Tougher junk food rules would do us all good
The UK is heading for a season of discontent. Prices are spiralling, possible energy blackouts loom, public services are crumbling, and soon there will be no more three-for-two deals on Quality Street.
Curbs on multibuy promotions for unhealthy foods are set to begin in England in a year’s time, as part of a series of anti-obesity measures pushed by former prime minister Boris Johnson. Scotland and Wales plan their own versions. Yet Johnson’s government had already delayed the English reforms by a year from 2022 and his shortlived successor Liz Truss floated the idea that they could be scrapped altogether.
As the economy flounders, with particular pressure on low-income households, the measures to reduce promotions and advertising for food high in fat, salt and sugar are easily portrayed as Scrooge-like. A new administration grappling with double-digit inflation may be tempted to roll them back or delay indefinitely. That would be a mistake.
The new rules include limits introduced this year on where unhealthy foods can be placed in stores, as well as planned curbs on TV and digital advertising, multibuy deals and soft drink refills. The food industry sees them as a gratuitous assault on living costs — as well as their own profits.
Companies highlight, for example, data prepared for Public Health England indicating that without supermarket promotions, a typical household would have to pay £634 more a year for the same food. The restrictions on placing unhealthy food near store entrances, checkouts and ends of aisles will also cut into manufacturers’ profits, reducing the discounts they are able to offer across their ranges, executives argue.
====
*PROBLEM 1*: Transcribe the junk food article from "Curbs on multibuy" to "be scrapped altogether.".
*PROBLEM 2*: According to the junk food article, how much more a year would a typical household have to pay for the same food without supermarket promotions?

*DATASET EXTRACT*:
====
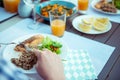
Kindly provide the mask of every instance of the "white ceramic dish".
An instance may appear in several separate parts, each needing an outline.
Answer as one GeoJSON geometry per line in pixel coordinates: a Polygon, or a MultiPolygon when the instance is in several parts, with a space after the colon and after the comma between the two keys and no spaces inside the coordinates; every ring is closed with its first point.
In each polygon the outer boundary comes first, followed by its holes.
{"type": "MultiPolygon", "coordinates": [[[[30,35],[25,35],[25,36],[22,36],[20,38],[17,38],[16,40],[12,41],[12,42],[16,42],[16,43],[19,43],[19,42],[22,42],[28,38],[30,38],[31,36],[33,35],[38,35],[38,34],[30,34],[30,35]]],[[[60,57],[62,59],[65,59],[66,55],[67,55],[67,52],[68,52],[68,47],[66,46],[65,42],[63,42],[63,40],[61,40],[60,38],[58,37],[55,37],[53,35],[48,35],[48,34],[41,34],[43,36],[48,36],[50,37],[52,40],[54,41],[58,41],[60,42],[63,46],[61,48],[61,54],[60,54],[60,57]]],[[[14,51],[14,48],[15,48],[16,44],[11,44],[11,45],[8,45],[4,51],[3,51],[3,58],[10,64],[10,65],[14,65],[13,63],[11,63],[11,58],[18,58],[20,56],[20,53],[19,52],[16,52],[14,51]]],[[[15,66],[15,65],[14,65],[15,66]]],[[[35,70],[35,67],[33,67],[32,69],[30,70],[24,70],[22,68],[19,68],[17,67],[20,71],[22,71],[23,73],[27,73],[27,74],[31,74],[31,73],[36,73],[36,70],[35,70]]]]}
{"type": "MultiPolygon", "coordinates": [[[[85,19],[85,18],[91,18],[93,16],[90,16],[90,15],[82,15],[82,16],[78,16],[76,17],[73,21],[72,21],[72,25],[73,27],[82,32],[82,33],[86,33],[86,34],[102,34],[102,33],[106,33],[108,32],[111,28],[112,28],[112,25],[111,25],[111,22],[108,23],[107,25],[107,29],[104,30],[104,31],[98,31],[98,30],[95,30],[94,28],[92,28],[89,32],[84,32],[82,31],[80,28],[79,28],[79,24],[82,22],[82,19],[85,19]]],[[[96,18],[96,17],[94,17],[96,18]]]]}
{"type": "Polygon", "coordinates": [[[105,11],[102,11],[100,9],[97,9],[95,8],[95,4],[98,3],[100,0],[93,0],[92,3],[91,3],[91,6],[94,10],[98,11],[98,12],[101,12],[101,13],[104,13],[104,14],[111,14],[111,15],[120,15],[120,10],[117,9],[117,13],[111,13],[111,12],[105,12],[105,11]]]}

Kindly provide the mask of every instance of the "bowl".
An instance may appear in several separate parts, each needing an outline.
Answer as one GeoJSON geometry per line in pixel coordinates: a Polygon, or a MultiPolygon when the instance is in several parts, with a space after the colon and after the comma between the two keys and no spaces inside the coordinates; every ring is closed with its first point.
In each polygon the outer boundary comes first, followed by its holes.
{"type": "Polygon", "coordinates": [[[54,5],[54,4],[58,4],[58,5],[62,5],[62,6],[66,6],[67,8],[69,9],[72,9],[73,13],[70,15],[70,16],[67,16],[68,17],[71,17],[73,14],[75,14],[77,12],[76,10],[76,5],[71,3],[71,2],[66,2],[66,1],[46,1],[46,2],[42,2],[40,4],[38,4],[36,6],[36,13],[38,15],[40,15],[42,18],[44,18],[45,20],[49,20],[49,17],[45,17],[41,14],[41,9],[45,6],[48,6],[48,5],[54,5]]]}

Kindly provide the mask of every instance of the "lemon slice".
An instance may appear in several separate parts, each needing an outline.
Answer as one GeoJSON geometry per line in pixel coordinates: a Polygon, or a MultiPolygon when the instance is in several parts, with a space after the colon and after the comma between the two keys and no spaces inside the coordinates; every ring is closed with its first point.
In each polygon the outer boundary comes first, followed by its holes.
{"type": "Polygon", "coordinates": [[[94,21],[93,17],[82,19],[82,22],[85,23],[85,24],[91,24],[92,25],[93,21],[94,21]]]}
{"type": "Polygon", "coordinates": [[[92,29],[92,25],[81,23],[79,24],[79,28],[83,32],[89,32],[92,29]]]}
{"type": "Polygon", "coordinates": [[[109,22],[108,18],[96,18],[94,20],[93,26],[96,30],[104,31],[107,29],[108,22],[109,22]]]}

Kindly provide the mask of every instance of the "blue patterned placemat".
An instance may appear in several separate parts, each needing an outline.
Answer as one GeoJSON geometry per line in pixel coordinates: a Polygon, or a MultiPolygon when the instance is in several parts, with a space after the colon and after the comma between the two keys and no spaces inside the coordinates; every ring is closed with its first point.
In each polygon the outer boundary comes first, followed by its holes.
{"type": "Polygon", "coordinates": [[[64,61],[66,80],[94,80],[97,75],[89,54],[83,50],[70,50],[64,61]]]}

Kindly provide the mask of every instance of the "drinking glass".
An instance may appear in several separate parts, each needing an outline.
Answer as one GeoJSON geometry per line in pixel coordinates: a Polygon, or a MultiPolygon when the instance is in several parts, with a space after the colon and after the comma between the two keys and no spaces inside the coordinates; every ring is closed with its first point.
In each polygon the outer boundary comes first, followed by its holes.
{"type": "Polygon", "coordinates": [[[41,0],[23,0],[26,5],[32,7],[33,9],[33,23],[30,23],[28,25],[28,28],[30,29],[38,29],[38,23],[36,22],[36,10],[35,7],[38,3],[40,3],[41,0]]]}
{"type": "Polygon", "coordinates": [[[86,13],[89,5],[89,0],[78,0],[78,10],[82,13],[86,13]]]}
{"type": "Polygon", "coordinates": [[[66,12],[61,13],[62,14],[59,15],[57,10],[49,12],[52,34],[58,37],[63,36],[66,26],[66,12]]]}

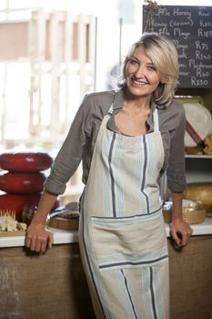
====
*TASK RESPONSE 1*:
Curbs on multibuy promotions for unhealthy foods are set to begin in England in a year’s time, as part of a series of anti-obesity measures pushed by former prime minister Boris Johnson. Scotland and Wales plan their own versions. Yet Johnson’s government had already delayed the English reforms by a year from 2022 and his shortlived successor Liz Truss floated the idea that they could be scrapped altogether.

*TASK RESPONSE 2*: £634 more a year.